_What is needed_
Repeat the records in full and exactly, omitting pictures.

____ Data extract

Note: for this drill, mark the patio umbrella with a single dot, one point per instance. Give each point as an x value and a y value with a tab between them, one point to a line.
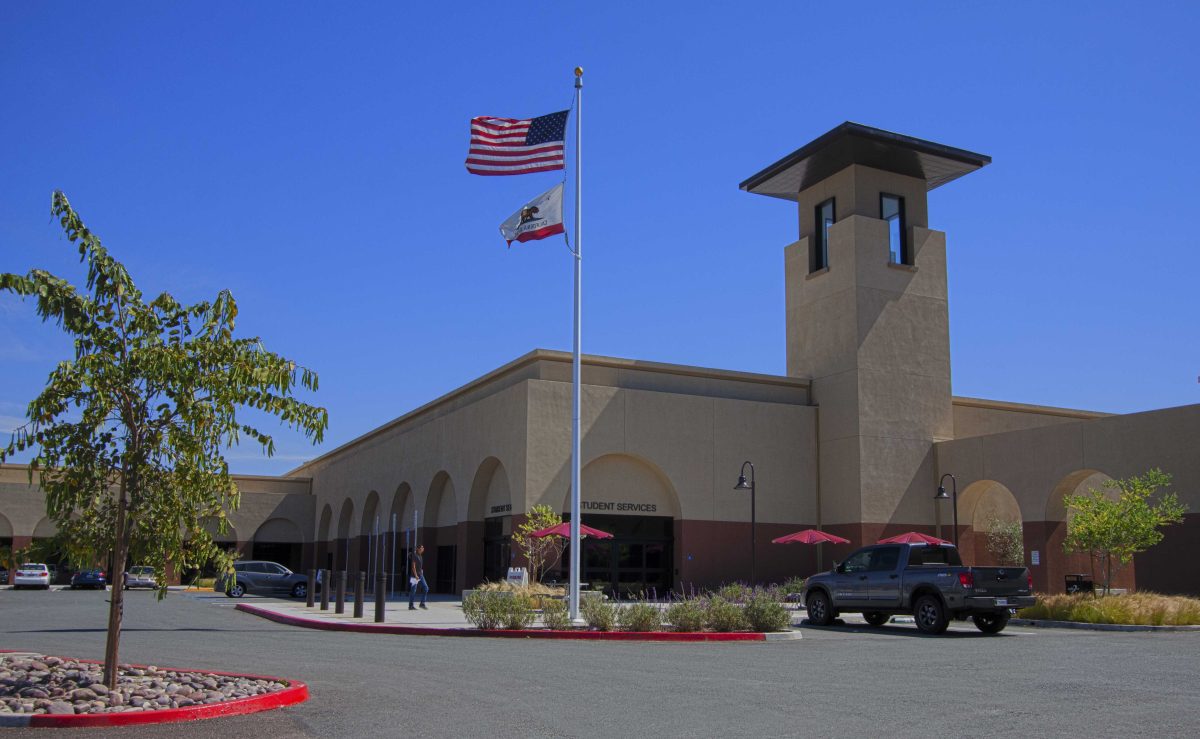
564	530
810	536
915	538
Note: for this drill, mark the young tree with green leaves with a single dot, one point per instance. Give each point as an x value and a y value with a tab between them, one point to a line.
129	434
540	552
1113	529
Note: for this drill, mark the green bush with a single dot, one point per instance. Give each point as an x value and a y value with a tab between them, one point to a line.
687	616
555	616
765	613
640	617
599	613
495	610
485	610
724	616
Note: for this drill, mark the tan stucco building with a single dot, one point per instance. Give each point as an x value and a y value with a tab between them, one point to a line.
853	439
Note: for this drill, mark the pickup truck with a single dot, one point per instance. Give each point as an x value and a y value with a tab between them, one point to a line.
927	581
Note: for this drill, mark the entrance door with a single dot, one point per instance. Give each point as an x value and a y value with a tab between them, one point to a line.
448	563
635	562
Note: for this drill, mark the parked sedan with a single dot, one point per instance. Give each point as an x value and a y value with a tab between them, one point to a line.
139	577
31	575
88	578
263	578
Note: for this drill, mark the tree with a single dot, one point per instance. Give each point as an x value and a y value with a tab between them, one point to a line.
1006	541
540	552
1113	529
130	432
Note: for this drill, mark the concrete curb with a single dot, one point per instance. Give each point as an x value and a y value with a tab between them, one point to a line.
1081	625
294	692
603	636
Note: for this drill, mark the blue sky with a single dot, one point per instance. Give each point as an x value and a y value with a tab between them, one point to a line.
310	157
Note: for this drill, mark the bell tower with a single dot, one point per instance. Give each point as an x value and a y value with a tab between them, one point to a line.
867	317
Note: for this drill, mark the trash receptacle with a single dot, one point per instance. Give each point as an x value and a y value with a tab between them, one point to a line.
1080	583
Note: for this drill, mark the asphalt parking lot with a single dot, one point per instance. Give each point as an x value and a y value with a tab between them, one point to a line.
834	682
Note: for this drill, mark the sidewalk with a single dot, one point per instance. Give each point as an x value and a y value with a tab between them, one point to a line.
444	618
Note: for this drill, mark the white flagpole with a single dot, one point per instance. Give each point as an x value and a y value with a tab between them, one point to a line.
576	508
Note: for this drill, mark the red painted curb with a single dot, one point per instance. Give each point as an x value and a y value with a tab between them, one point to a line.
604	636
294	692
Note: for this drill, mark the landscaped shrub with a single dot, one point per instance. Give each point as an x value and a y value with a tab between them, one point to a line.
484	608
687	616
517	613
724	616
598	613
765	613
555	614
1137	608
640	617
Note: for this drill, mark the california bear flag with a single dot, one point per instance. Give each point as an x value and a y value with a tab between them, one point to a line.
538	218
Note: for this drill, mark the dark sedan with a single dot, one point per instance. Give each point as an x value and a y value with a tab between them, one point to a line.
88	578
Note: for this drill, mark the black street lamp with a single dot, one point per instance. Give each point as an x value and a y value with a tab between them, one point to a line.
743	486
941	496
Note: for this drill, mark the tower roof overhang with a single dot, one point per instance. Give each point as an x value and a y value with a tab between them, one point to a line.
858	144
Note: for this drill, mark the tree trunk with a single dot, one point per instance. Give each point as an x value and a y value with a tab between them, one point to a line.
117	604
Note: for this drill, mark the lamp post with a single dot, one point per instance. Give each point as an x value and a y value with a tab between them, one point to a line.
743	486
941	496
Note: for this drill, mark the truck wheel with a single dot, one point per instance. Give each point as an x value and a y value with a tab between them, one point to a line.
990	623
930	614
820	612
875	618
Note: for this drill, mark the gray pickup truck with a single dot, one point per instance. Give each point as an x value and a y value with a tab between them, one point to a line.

________

_Your solution_
Note: for this drill, mark the patio umbrella with a single dot, one point per instance. Give each point as an x value and a y value with a tab between them, one point to a line.
564	530
810	536
915	538
Note: for this drill, mark the young tree with green leaves with a single dot, one point per instance. Give each point as an x value and a y value with a tab between them, one point to a line.
129	434
540	552
1113	529
Note: for this drill, mark the green bush with a single dot, one point per instance. Give each point as an x value and a y value with a tab between them, one point to a line.
687	616
555	616
765	613
640	617
599	613
495	610
485	610
724	616
Note: for this drill, mark the tan stucco building with a single dot, one point per instance. Give each point as an x value and a y value with a tab between them, one point to a line.
853	439
Note: for this drill, mark the pickup truck with a single dot, one point per instance. Give each point as an x value and a y value with a tab between them, one point to a line.
927	581
Note: for this drill, mark the entrance door with a single dot, one point per instance. Give each point as an x value and a y value with a tab between them, one point to a line.
448	563
635	562
Note: for this drill, mark the parked sedan with a single dot, one point per instance. Give each point as an x value and a y value with a tab between them, one point to a line.
139	577
31	575
88	578
263	578
Note: for this drill, mark the tree with a single dot, one point per instance. Give each point as an x value and a y value with a tab between them, one point to a line.
1006	541
540	552
1113	529
130	432
Note: for this drill, mark the concrete curb with a single dot, one point per instance. Give each point as an x value and a y value with a tab between them, one point to a line.
1081	625
294	692
603	636
Note: for this drill, mark the blue sky with a single dot, one point per instance. Give each point as an x value and a y value with a tab between them, one point to a line.
310	157
Note: for this drill, mark the bell tower with a single dot, one point per instance. Give each point as an x value and a y value with a tab between them, one point to a line.
867	317
Note: for this drill, mark the trash receptacle with a single dot, one point per instance. Give each point as an x value and a y value with a tab between them, one point to a line.
1080	583
Note: for this drill, mark the asphalt parking lot with a single dot, one point per instance. Give each point as an x value and a y value with a tab between them, one point to a line.
834	682
Note: for this drill, mark the sidewalk with a single dot, one point per instance. Give each point as an x value and a y value with a tab between them, one point to a line.
444	618
Note: for this drill, mark the white flagpole with a single dot, one point per instance. Give each point as an x value and a y value with a tab between them, one point to a line.
576	508
Note: for this drill, mark the red painted curb with a single dot, one point per instance. Give each point as an x value and a y value with a tab between them, one point to a line.
604	636
294	692
Note: for this drill, mark the landscaped shrub with a single dot, one point per instance. Give each point as an x value and a y value with a tab between them, one point to a line.
484	608
687	616
517	613
724	616
598	613
765	613
555	614
1137	608
640	617
Note: for this drill, mark the california bear flag with a single dot, one point per instance. Give each point as an x value and a y value with a tab between them, one point to a line.
538	218
Note: for this drill, mark the dark sedan with a single dot, one point per instance. Give each point as an x value and a y value with a tab between them, one point to a line.
88	578
Note: for this drill, mark the black street lamp with a single dot, one point per instance. Give each point as an x value and a y value with a tab between them, one point to a line.
743	486
941	496
Note: for this drill, mark the tower roof overhang with a single dot, one point per instance. Give each point as an x value and a y value with a tab between them, one point to a line.
858	144
Note: for this drill, mark the tree trunk with a single dot, one point per instance. Give each point as an x value and a y value with a tab between them, one point to a line.
117	604
Note: for this drill, mark the lamp post with a single dot, one point per instance. Give each point as an x value and a y value with a tab between them, one point to a line.
743	486
941	496
Note: for this drill, mark the truck wheel with a single dot, one point per instance. Give each point as an x value and a y value with a tab between them, one point to a line.
990	623
930	614
820	612
875	618
Note: for this drill, mark the gray pickup truck with a single dot, one point per instance. Give each point as an x value and a y value with a tab between them, one point to a line.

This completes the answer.